Question

Explain the determination of molar conductivity of a weak electrolyte at infinite dilution or zero concentration using Kohlrausch's law.

Answer 1

Consider the molar conductivity (Λ₀) of a weak acid, CH₃COOH at zero concentration.

By Kohlrausch’s law, \[\ce{Λ_{0CH_3COOH} = λ_{CH_3COO^-} + λ^0_H+}\]

where \[\ce{λ^0_{CH_3COO^-}}\] and \[\ce{λ^0_H+}\] are the molar ionic conductivities of CH₃COO⁻ and H⁺ ions respectively.

If \[\ce{Λ_{0CH_3COONa},  Λ_{0HCl} and Λ_{0NaCl}}\] are the molar conductivities of CH₃COONa, HCl and NaCl respectively at zero concentration, then by Kohlrausch’s law,

\[\ce{Λ_{0CH_3COONa} = λ^0_{CH_3COO-} + λ^0_{Na^+}}\]

\[\ce{Λ_{0HCl} = λ^0_{H^+} + λ^0_{Cl^-}}\]

\[\ce{Λ_{0NaCl} = λ^0_{Na^+} + λ^0_{Cl^-}}\]

Now, 

\[\ce{Λ_{0CH_3COONa} + Λ_{0HCl} - Λ_{0NaCl}}\]

= \[\ce{[λ^0_{CH_3COO-} + λ^0_{Na^+} + [λ^0_{H^+} + λ^0_{Cl^-}] - [λ^0_{Na^+} + λ^0_{Cl^-}]}\]

= \[\ce{λ^0_{CH_3COO-} + λ^0_{H^+}}\]

= \[\ce{Λ_{0CH_3COOH}}\]

--- Records ---
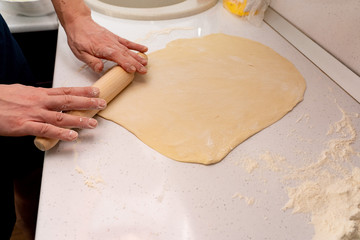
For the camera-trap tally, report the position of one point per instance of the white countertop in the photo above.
(109, 185)
(19, 23)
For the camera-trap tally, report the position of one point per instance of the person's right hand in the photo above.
(26, 110)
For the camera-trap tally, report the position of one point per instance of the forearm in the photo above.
(69, 10)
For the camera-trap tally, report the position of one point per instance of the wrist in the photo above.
(69, 11)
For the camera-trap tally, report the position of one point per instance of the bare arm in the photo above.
(91, 42)
(26, 110)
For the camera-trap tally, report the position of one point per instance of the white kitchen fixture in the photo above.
(31, 8)
(150, 9)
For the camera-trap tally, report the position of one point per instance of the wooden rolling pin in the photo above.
(110, 85)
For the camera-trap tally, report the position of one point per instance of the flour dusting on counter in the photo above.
(327, 189)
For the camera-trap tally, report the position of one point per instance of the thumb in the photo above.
(95, 63)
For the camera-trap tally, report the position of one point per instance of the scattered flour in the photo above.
(90, 180)
(249, 200)
(327, 189)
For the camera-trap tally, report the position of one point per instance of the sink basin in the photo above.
(150, 9)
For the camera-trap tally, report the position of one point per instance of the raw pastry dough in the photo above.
(202, 97)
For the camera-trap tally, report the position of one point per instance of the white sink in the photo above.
(150, 9)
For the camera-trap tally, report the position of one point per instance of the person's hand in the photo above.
(90, 43)
(33, 111)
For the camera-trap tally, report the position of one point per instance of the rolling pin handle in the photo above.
(110, 85)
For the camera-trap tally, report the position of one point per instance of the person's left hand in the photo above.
(91, 42)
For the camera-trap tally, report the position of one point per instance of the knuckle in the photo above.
(67, 90)
(45, 128)
(59, 117)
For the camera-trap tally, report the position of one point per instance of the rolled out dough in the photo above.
(202, 97)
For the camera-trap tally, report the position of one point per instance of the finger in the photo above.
(95, 63)
(142, 59)
(132, 45)
(60, 119)
(50, 131)
(129, 61)
(71, 102)
(91, 92)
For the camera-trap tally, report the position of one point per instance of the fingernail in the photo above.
(132, 69)
(102, 104)
(98, 67)
(95, 92)
(72, 135)
(92, 123)
(143, 70)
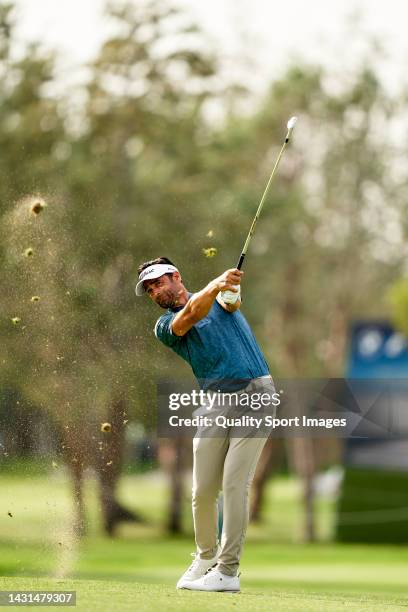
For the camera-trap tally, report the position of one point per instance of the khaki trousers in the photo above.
(223, 461)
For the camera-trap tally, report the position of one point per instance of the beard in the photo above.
(167, 299)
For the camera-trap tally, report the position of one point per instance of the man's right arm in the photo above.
(199, 305)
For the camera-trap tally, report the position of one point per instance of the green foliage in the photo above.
(398, 296)
(139, 170)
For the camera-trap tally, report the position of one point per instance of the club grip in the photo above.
(241, 261)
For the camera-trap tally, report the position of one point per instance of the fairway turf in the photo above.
(114, 595)
(138, 570)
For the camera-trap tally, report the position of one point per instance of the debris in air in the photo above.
(210, 252)
(38, 207)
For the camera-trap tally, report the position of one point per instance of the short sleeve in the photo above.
(163, 331)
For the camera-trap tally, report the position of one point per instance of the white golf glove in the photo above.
(229, 297)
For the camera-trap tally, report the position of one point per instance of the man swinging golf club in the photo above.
(208, 330)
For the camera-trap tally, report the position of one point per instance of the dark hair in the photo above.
(159, 260)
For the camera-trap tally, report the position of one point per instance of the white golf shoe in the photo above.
(196, 570)
(214, 580)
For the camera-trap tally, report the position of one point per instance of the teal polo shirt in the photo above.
(221, 348)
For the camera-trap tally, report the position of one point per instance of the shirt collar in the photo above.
(177, 308)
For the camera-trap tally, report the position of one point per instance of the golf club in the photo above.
(227, 295)
(290, 125)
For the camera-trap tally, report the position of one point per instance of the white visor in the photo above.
(154, 271)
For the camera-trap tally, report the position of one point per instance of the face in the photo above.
(165, 290)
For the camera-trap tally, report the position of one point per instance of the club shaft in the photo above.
(261, 203)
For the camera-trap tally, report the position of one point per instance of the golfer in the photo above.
(208, 330)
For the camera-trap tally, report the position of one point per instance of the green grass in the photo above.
(139, 568)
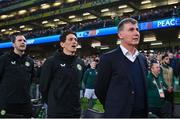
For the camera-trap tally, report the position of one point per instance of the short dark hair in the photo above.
(14, 35)
(62, 38)
(124, 21)
(165, 55)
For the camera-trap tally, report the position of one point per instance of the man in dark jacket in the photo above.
(121, 82)
(16, 73)
(60, 79)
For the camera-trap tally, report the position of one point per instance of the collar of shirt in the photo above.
(130, 56)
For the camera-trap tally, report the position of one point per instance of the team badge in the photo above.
(3, 112)
(13, 62)
(63, 65)
(79, 67)
(27, 64)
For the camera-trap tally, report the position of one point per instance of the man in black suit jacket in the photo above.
(121, 82)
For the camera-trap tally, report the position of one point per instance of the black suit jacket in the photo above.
(114, 86)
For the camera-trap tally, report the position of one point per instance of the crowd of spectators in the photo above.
(147, 15)
(6, 3)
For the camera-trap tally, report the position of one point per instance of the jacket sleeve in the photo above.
(45, 78)
(103, 79)
(2, 63)
(85, 77)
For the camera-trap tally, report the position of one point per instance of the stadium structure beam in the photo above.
(135, 4)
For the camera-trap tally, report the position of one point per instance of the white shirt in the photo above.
(129, 55)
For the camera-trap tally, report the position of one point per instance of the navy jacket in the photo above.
(114, 86)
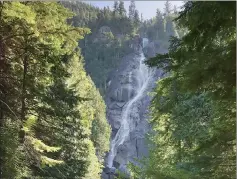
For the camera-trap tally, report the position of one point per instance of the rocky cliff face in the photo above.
(122, 87)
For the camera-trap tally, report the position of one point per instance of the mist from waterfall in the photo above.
(143, 75)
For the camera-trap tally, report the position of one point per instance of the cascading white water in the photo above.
(143, 76)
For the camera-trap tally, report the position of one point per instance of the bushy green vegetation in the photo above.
(193, 109)
(51, 115)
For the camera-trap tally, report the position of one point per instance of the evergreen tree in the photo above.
(121, 9)
(193, 109)
(116, 8)
(132, 8)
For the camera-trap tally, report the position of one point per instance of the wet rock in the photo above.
(123, 85)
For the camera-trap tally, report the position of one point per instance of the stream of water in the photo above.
(142, 75)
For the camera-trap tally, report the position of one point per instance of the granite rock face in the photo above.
(121, 87)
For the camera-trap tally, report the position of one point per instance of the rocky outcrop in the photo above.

--- Task to carry out ---
Copy out the stretch of the Kohlrausch's law answer from "Explain the determination" through "at zero concentration." verbatim.

--- Written answer ---
Explain the determination of molar conductivity of a weak electrolyte at infinite dilution or zero concentration using Kohlrausch's law.

Answer 1

Consider the molar conductivity (Λ₀) of a weak acid, CH₃COOH at zero concentration.